EXERCISE
Reproduce exactly the span of lines that opens with the line containing "Note to the class: find each instance of the woman's left" and closes with the last line of the entries below.

Start of SUPPLIED MATERIAL

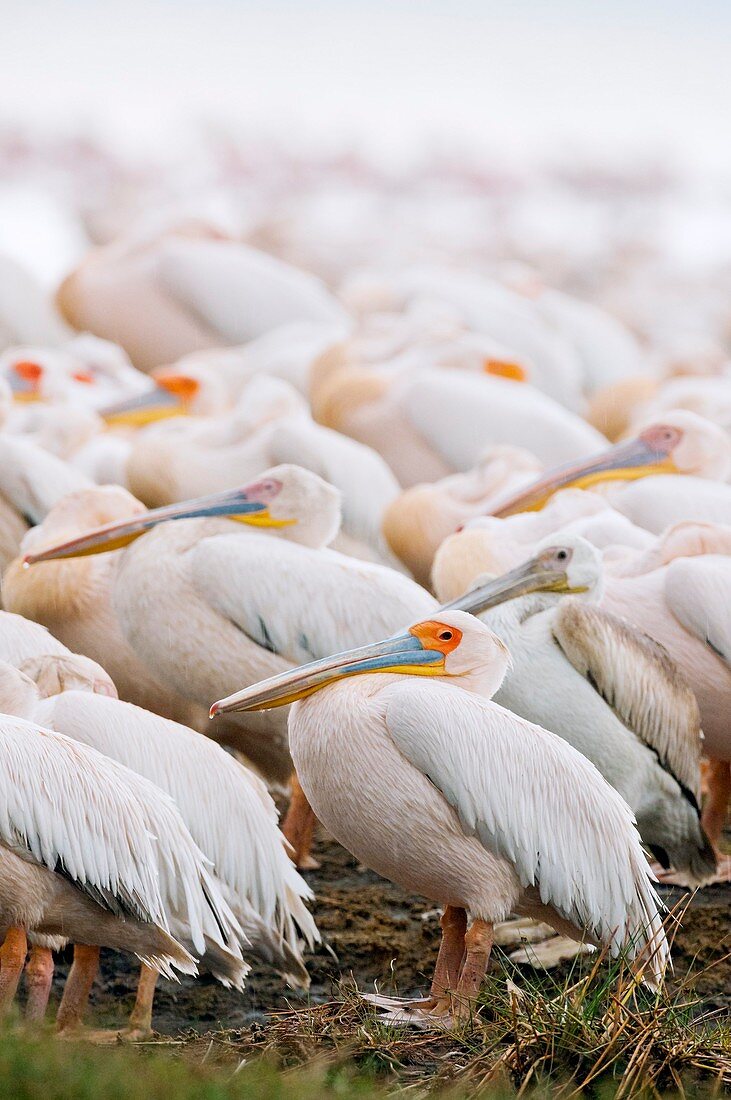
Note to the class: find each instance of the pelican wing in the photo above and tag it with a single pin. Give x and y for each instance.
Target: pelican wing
(68, 807)
(533, 800)
(109, 831)
(299, 603)
(639, 681)
(698, 592)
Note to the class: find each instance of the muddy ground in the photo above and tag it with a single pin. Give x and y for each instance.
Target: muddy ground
(374, 932)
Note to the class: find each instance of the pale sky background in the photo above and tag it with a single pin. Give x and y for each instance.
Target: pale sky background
(525, 80)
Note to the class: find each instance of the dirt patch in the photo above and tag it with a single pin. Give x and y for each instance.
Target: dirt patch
(375, 932)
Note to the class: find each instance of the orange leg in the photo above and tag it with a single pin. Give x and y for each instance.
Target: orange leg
(39, 980)
(141, 1018)
(12, 960)
(140, 1025)
(451, 953)
(446, 971)
(718, 777)
(299, 826)
(78, 986)
(478, 943)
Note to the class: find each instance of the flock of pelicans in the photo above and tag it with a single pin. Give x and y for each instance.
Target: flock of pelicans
(510, 526)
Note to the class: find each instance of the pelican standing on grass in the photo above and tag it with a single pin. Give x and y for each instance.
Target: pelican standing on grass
(409, 765)
(92, 853)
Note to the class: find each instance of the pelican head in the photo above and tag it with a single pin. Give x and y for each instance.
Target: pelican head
(285, 496)
(566, 565)
(679, 443)
(454, 645)
(172, 395)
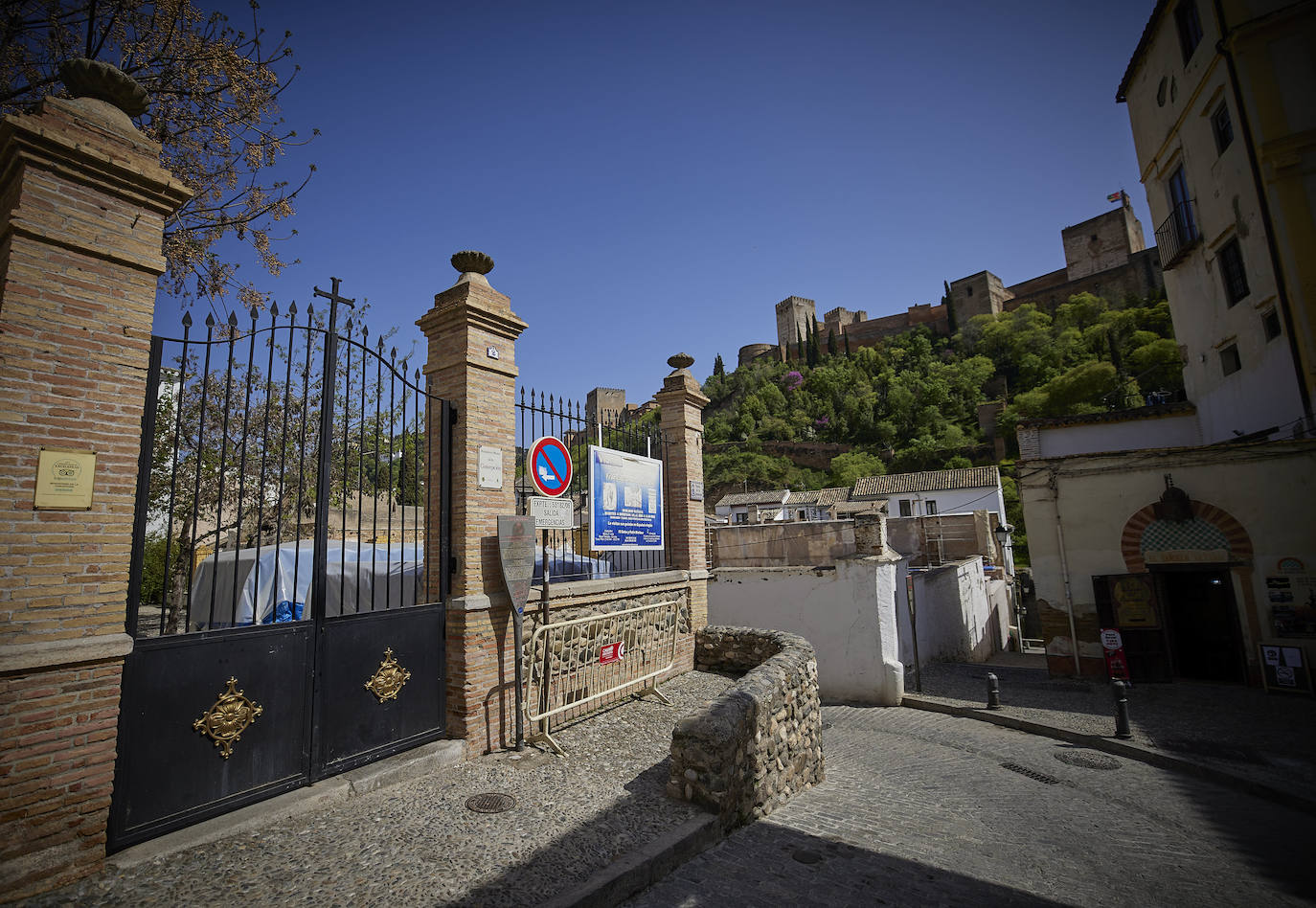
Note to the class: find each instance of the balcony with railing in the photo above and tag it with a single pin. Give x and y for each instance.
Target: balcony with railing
(1178, 235)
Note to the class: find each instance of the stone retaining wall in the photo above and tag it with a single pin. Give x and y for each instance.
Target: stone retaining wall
(760, 741)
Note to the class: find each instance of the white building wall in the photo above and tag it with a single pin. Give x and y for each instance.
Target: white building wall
(954, 615)
(848, 613)
(1129, 436)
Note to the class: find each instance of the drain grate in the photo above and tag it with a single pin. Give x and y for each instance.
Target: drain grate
(491, 802)
(1031, 774)
(1087, 760)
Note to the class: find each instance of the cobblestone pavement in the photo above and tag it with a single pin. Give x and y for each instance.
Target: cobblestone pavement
(1263, 738)
(918, 808)
(416, 842)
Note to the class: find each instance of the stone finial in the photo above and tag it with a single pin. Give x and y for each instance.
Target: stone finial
(99, 80)
(471, 262)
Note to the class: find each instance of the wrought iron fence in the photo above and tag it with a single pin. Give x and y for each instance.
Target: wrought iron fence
(277, 454)
(586, 662)
(632, 432)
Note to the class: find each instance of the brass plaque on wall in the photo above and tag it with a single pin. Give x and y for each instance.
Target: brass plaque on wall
(65, 481)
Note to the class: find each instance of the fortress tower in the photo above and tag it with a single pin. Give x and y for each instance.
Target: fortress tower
(794, 313)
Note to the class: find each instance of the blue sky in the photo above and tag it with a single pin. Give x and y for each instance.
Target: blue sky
(651, 178)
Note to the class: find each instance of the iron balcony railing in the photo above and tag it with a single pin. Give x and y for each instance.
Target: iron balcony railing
(1177, 235)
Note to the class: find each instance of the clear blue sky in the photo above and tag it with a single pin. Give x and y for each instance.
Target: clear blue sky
(651, 178)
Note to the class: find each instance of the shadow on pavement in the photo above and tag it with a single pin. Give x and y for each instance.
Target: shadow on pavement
(771, 865)
(1274, 840)
(570, 859)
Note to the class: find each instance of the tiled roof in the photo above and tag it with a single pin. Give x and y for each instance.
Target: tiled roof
(752, 498)
(829, 496)
(933, 481)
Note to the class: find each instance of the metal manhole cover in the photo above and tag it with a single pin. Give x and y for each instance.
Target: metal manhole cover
(1031, 774)
(491, 802)
(1087, 760)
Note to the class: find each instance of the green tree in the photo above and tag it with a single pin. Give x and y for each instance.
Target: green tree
(214, 105)
(851, 467)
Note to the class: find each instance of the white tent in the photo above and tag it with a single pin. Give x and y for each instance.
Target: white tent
(273, 583)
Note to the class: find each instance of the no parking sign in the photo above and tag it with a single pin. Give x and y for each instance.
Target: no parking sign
(551, 466)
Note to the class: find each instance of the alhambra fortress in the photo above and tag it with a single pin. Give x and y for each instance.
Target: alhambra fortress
(1104, 256)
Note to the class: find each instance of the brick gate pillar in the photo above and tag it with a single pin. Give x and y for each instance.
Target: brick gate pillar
(471, 362)
(682, 404)
(83, 203)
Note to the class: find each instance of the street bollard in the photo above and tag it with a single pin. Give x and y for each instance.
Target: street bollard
(1122, 711)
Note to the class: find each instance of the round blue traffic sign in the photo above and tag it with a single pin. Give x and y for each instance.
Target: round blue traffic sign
(551, 466)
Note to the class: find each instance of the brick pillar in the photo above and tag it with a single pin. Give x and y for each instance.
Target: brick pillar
(471, 362)
(682, 404)
(83, 201)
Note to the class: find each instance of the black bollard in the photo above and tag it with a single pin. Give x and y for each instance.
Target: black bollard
(1122, 711)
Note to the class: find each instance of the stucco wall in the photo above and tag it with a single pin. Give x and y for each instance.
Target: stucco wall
(849, 615)
(1269, 488)
(805, 544)
(954, 613)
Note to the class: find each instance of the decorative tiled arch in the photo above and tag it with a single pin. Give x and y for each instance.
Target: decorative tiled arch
(1130, 541)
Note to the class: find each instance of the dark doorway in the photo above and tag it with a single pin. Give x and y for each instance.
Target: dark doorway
(1203, 622)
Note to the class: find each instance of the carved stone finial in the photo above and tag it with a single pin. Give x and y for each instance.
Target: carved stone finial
(96, 79)
(471, 261)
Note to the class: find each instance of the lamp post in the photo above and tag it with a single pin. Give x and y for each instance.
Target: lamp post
(1003, 539)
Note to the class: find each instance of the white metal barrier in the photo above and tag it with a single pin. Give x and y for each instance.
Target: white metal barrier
(579, 662)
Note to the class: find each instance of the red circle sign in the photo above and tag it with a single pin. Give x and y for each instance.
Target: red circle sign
(551, 466)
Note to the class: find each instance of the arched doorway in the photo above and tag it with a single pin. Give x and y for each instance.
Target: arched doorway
(1188, 553)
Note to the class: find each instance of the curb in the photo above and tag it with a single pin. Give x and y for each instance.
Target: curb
(389, 771)
(637, 870)
(1120, 749)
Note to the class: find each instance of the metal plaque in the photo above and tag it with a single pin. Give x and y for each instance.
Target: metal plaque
(516, 553)
(65, 481)
(489, 467)
(552, 513)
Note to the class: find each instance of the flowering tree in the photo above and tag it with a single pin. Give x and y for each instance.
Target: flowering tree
(214, 108)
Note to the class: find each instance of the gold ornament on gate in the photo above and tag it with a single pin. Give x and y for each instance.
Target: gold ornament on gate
(225, 721)
(389, 678)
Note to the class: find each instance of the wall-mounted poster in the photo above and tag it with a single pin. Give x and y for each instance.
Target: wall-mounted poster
(625, 500)
(1284, 669)
(1135, 602)
(1291, 592)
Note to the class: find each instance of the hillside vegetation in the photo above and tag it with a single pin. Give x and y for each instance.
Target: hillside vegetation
(911, 403)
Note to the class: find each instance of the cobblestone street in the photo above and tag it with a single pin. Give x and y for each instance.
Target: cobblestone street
(918, 809)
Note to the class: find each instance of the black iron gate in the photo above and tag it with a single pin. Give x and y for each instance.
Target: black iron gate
(285, 594)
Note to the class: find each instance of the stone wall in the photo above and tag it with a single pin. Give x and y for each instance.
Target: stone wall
(760, 741)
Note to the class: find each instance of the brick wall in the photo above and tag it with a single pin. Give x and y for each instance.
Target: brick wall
(84, 201)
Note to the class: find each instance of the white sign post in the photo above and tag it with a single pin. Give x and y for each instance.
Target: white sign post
(552, 513)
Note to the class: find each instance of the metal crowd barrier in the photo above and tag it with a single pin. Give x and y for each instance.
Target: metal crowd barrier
(579, 662)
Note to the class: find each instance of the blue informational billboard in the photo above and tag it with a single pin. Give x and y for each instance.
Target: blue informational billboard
(625, 500)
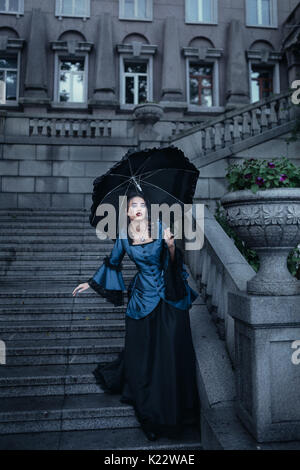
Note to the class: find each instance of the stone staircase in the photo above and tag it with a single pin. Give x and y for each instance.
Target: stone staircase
(49, 398)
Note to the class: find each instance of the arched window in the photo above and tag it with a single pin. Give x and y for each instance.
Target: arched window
(261, 13)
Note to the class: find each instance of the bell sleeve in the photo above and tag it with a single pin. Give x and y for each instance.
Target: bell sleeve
(108, 280)
(175, 273)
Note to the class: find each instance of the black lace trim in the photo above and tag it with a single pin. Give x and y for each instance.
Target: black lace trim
(116, 297)
(108, 264)
(175, 288)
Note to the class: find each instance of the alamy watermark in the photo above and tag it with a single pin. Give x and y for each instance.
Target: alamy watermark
(296, 354)
(2, 352)
(183, 221)
(296, 95)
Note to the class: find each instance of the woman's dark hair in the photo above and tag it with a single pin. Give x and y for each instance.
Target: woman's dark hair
(134, 193)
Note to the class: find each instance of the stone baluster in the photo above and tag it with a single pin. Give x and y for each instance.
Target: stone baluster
(283, 111)
(208, 143)
(273, 115)
(59, 127)
(236, 129)
(255, 127)
(227, 132)
(210, 283)
(105, 128)
(52, 127)
(264, 118)
(246, 125)
(217, 136)
(44, 127)
(34, 123)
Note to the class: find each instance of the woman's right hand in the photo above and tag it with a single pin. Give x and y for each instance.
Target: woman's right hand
(80, 288)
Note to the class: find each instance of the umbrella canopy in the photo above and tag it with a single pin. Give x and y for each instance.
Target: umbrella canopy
(164, 175)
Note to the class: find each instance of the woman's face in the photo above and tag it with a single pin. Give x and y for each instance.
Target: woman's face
(137, 209)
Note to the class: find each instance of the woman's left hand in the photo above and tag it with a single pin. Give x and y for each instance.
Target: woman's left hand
(169, 237)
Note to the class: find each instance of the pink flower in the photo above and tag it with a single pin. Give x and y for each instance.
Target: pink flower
(283, 177)
(259, 181)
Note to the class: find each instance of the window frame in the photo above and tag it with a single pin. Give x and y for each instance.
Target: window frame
(149, 61)
(60, 15)
(275, 76)
(17, 13)
(214, 62)
(273, 15)
(128, 18)
(65, 56)
(214, 13)
(18, 55)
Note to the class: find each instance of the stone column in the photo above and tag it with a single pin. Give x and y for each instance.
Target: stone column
(105, 81)
(267, 348)
(172, 89)
(36, 66)
(237, 88)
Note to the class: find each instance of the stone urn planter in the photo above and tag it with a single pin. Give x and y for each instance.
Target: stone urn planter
(148, 113)
(269, 223)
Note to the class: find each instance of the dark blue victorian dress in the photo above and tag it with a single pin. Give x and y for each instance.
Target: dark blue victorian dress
(156, 371)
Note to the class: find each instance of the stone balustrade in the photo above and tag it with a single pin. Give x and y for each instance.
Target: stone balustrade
(219, 268)
(235, 126)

End of SUPPLIED MATERIAL

ANSWER SPACE
Note to the class: find each instance of the woman's left hand in the photo above and tag it with a single pin. Give x and y for each instance.
Target: woman's left hand
(169, 237)
Note to the class: find each instance of the pink flower in the photo above and tag it with a single pin. Give x and y for each instance.
Target: pink flower
(283, 177)
(259, 181)
Note to the class: find each instance of the window frame in the photo above and tag it with a single pin. Give x and y for each instance.
Target: window frame
(149, 61)
(60, 15)
(275, 76)
(17, 13)
(214, 62)
(273, 15)
(128, 18)
(65, 56)
(214, 13)
(18, 55)
Note to the class: find each instance of the stone column in the photo above and tag it with a single pin. Give x and y for each instance.
Target: stone column
(105, 81)
(267, 348)
(172, 89)
(36, 66)
(237, 88)
Note to the class: find each instance of the stone urn planter in the photo above and tag it with a single pin. Give x and y for each instance.
Target: stone urn planter
(148, 113)
(269, 223)
Note to the class: find each instance of the dark blue victorian dress in the photo above and tag it with a single pin. Give x and y for each instance.
Target: dark blue victorian dress
(156, 371)
Note to the class: find each instance of the stone balustrade in the photo above and tag it with a single pin. Give x and y for each instance.
Target: stone balustrade
(219, 268)
(235, 126)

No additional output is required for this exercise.